▶ 本文:
時間もみつけて、以前に紹介されたネタ本の教科書も読んでみたい。

M戸からTくばに帰ってきて車を乗り換えて、会場に辿り着くという(いつもの?)ドタバタっぷりだった。送ってくれた皆さんありがとうございます。

2009年11月15日日曜日

教養のためのブックガイド②

読了した。

明日から、大きな本は持っていけないので、とりあえず読んでしまおう、と思った。
自分の読書生活の偏りを直すにはいい本だった。ちらほら既に読んでいる本があっただけに、まだ少しだけ救いようがあるかもしれないと感じた。
とりあえず、西洋のバックグランドやイスラムの人達の考え方の底流を知るためにも、それらの本は読もうと感じた。

まだ、1年ちょいは大学の図書館に入れるので、その特権を思う存分行使しないのは、もったいない。

・・・と読み終わったと思ったら、アマゾンから本が届いた。別送のものの払い込みもしないと。贅沢すぎる。現代に生まれた幸せの一部を満喫している気がする。

・テロリズムの罠 左巻 新自由主義社会の行方 佐藤優
・東大教師が新入生にすすめる本 文春新書
・感染症疫学―感染性の計測・数学モデル・流行の構造 ヨハン・ギセック
を今週読もう。

A船山

今年3つ目の山(大菩薩山、富士山、そしてA船山)

天気が心配されたが、土曜日はBBQをして、今日は天気に恵まれた。2年前に一生分くらい雨に打たれたお蔭かもしれない。

土曜日は久しぶりに、ゆっくり料理した。普段は、1食あたりにかける時間は15分程度なのに。火から起こして、みんなでゆっくり料理しながら食べるという、当たり前のことを忘れてしまっていた。

運動不足気味の自分には最適な山だった。来年はいくつ登れるかな??

2009年11月13日金曜日

教養のためのブックガイド

「教養のためのブックガイド」 東京大学出版会

読了していないが、気づいたら半分読んでいたので、ここまでの感想を。

教養とは、自由を使いこなす力だと思う。現代は、過去に比べてこれ以上になく、自由だが、それを使いこなす力がないため、思考停止し、誰かに・何かに縋ろうとしている。なんとなく流されるということが多くはないか?

教養とは、運動をする上での筋力や体力と同じようだと思う。これらだけでは、競技がうまくなるわけではないが、これらが素地にないと長期的な伸びは期待できない。そして、今日明日の試合にすぐ効果の出るものでもない。
「教養を身につける」とは、「脳の鍛え方を習慣づける」ことだと思う。先ほどの比喩に例えれば「ランニング・筋トレをする習慣づけ」をすることだと例えられる。

▶ 提供資料:
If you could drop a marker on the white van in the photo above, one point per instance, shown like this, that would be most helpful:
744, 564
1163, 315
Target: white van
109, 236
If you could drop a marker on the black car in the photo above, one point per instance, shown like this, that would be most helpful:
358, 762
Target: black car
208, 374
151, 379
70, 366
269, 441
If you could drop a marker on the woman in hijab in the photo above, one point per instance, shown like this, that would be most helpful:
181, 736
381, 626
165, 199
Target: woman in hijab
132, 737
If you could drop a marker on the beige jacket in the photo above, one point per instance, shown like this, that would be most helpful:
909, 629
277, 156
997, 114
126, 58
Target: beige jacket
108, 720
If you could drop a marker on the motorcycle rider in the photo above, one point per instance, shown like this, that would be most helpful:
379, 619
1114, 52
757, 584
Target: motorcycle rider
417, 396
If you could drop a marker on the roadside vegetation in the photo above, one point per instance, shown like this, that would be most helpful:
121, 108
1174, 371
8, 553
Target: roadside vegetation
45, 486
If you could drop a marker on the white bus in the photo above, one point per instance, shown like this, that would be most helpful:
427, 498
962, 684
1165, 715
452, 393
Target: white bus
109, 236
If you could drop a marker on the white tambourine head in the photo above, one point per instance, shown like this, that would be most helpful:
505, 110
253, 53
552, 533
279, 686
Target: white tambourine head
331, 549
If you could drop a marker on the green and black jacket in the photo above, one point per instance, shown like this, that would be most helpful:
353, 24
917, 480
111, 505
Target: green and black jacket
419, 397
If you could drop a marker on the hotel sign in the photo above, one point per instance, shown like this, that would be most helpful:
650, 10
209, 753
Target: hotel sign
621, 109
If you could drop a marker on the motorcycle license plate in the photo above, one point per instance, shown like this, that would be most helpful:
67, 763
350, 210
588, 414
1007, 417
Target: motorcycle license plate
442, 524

...

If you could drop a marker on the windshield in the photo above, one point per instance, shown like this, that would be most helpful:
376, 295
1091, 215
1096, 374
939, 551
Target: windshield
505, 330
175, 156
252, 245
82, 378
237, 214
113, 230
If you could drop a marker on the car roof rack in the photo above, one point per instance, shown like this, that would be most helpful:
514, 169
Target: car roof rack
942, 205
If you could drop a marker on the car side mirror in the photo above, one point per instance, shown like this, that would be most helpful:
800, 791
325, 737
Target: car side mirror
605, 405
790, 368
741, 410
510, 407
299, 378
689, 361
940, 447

▶ 指示: 読書と山行を記したブログ記事の続きを、最後の文の直後から書き進めてください。 上記の資料は、本文とは別の出典から取得したものです。

▶ 実行結果:
学生でいられるのは、後1年半もない。この段階で再認しておいて良かった。
大学一年生になったばかりの鬼のように、何かに憑依されたかのような知識に対する(特に受験勉強以外の知識に対する)貪欲さを失いかけていた。

ぼくらの頭脳の鍛え方

ぼくらの頭脳の鍛え方 (文春新書) 立花 隆・佐藤 優

人間は読書を通じて疑似体験する。
効率よく学習するために「人から話を聞く」「ネットで調べる」にしても、最低限の教養は必要となる。前者では的確な質問を、後者では的確なキーワードを必要とするからだ。
ダークサイドについての知識も知っておかないと、その罠に陥る危険がある。

・・・と感じた。
興味の視野狭窄に罹患している自分にとって素晴らしい処方箋だった。
Tくばに帰ってきて、本屋に足を運んだ。

東大教師が新入生にすすめる本 文春新書
教養のためのブックガイド 東京大学出版会
中核VS革マル(上)(下) 講談社文庫
学問論
を5冊を買った。

このほかに
厚生労働省崩壊-「天然痘テロ」に日本が襲われる日
日常英会話モノローグ&ダイアローグ
First Aid for the USMLE Step 2 CS, Third Edition
Kaplan Medical USMLE Step 2 CS: Complex Cases: 35 Cases You Are Likely to See on the Exam
をamazonで注文している。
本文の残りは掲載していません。